[Begin Source document]
I have finished implementing A* pathfinding in my game. Here's the situation: (If I don't give a situation, everyone's going to give generic contexts and generic answers.)

 

Before implementation: The game is running smoothly at 60FPS. The game itself is simple, all thanks to easy grid movements for moving entities.

After implementation: The game is now lagging badly and it's unacceptable. The only thing I know that's causing the lag is the Map of nodes, in which the size is 160x120. Every 256 + X game ticks, once a unit entity spawns, it calls upon the pathfinding system to create a path that lets the unit entity to go from point A to point B. The X is arbitrary, since the player has to click on the screen to place down the spawners, which they automatically initiate themselves. At 60FPS, that's about every 4 to 5 seconds, the pathfinding system starts execution, which may lasts several seconds, due to the size of the nodes.
[End Source document]
** Objective 1 **
According to the pathfinding post, how big is the map of nodes?
The pathfinding post and the entries have nothing to do with each other.
[Begin Records to process]
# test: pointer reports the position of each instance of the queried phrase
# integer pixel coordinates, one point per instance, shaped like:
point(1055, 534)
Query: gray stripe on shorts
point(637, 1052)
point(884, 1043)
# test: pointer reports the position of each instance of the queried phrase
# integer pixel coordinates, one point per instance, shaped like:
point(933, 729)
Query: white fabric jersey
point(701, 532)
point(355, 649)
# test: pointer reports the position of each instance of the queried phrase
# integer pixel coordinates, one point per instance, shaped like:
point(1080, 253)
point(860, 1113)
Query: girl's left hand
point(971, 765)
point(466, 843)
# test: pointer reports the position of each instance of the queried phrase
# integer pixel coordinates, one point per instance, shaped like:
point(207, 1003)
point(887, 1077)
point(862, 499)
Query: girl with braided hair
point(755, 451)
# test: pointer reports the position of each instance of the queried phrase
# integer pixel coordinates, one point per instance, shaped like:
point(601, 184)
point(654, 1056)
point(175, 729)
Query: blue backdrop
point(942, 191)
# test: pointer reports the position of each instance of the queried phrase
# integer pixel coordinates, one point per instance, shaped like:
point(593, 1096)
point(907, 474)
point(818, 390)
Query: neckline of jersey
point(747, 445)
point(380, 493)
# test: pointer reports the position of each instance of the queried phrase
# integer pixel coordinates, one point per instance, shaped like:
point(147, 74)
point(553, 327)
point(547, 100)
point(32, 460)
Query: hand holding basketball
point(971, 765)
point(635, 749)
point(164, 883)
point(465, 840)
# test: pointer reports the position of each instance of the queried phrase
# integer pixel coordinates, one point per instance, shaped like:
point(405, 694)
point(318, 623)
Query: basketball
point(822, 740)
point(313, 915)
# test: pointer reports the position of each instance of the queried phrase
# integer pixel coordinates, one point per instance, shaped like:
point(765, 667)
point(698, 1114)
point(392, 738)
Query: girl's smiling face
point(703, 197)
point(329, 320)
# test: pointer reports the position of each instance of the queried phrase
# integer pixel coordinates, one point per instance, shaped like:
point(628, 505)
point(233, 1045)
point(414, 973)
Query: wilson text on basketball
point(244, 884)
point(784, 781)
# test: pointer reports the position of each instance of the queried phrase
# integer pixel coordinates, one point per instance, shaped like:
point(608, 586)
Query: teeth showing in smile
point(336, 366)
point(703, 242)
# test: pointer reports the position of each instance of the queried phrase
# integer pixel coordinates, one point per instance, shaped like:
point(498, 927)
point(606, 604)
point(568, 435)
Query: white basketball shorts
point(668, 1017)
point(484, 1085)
[End Records to process]
** Objective 2 **
Write the entries as a JSON list of strings, one string per line with blank lines dropped. Begin at the first line of the entries and continue through the line containing "point(380, 493)", including it.

** Complete output 1 **
160x120

** Complete output 2 **
[
  "# test: pointer reports the position of each instance of the queried phrase",
  "# integer pixel coordinates, one point per instance, shaped like:",
  "point(1055, 534)",
  "Query: gray stripe on shorts",
  "point(637, 1052)",
  "point(884, 1043)",
  "# test: pointer reports the position of each instance of the queried phrase",
  "# integer pixel coordinates, one point per instance, shaped like:",
  "point(933, 729)",
  "Query: white fabric jersey",
  "point(701, 532)",
  "point(355, 649)",
  "# test: pointer reports the position of each instance of the queried phrase",
  "# integer pixel coordinates, one point per instance, shaped like:",
  "point(1080, 253)",
  "point(860, 1113)",
  "Query: girl's left hand",
  "point(971, 765)",
  "point(466, 843)",
  "# test: pointer reports the position of each instance of the queried phrase",
  "# integer pixel coordinates, one point per instance, shaped like:",
  "point(207, 1003)",
  "point(887, 1077)",
  "point(862, 499)",
  "Query: girl with braided hair",
  "point(755, 451)",
  "# test: pointer reports the position of each instance of the queried phrase",
  "# integer pixel coordinates, one point per instance, shaped like:",
  "point(601, 184)",
  "point(654, 1056)",
  "point(175, 729)",
  "Query: blue backdrop",
  "point(942, 191)",
  "# test: pointer reports the position of each instance of the queried phrase",
  "# integer pixel coordinates, one point per instance, shaped like:",
  "point(593, 1096)",
  "point(907, 474)",
  "point(818, 390)",
  "Query: neckline of jersey",
  "point(747, 445)",
  "point(380, 493)"
]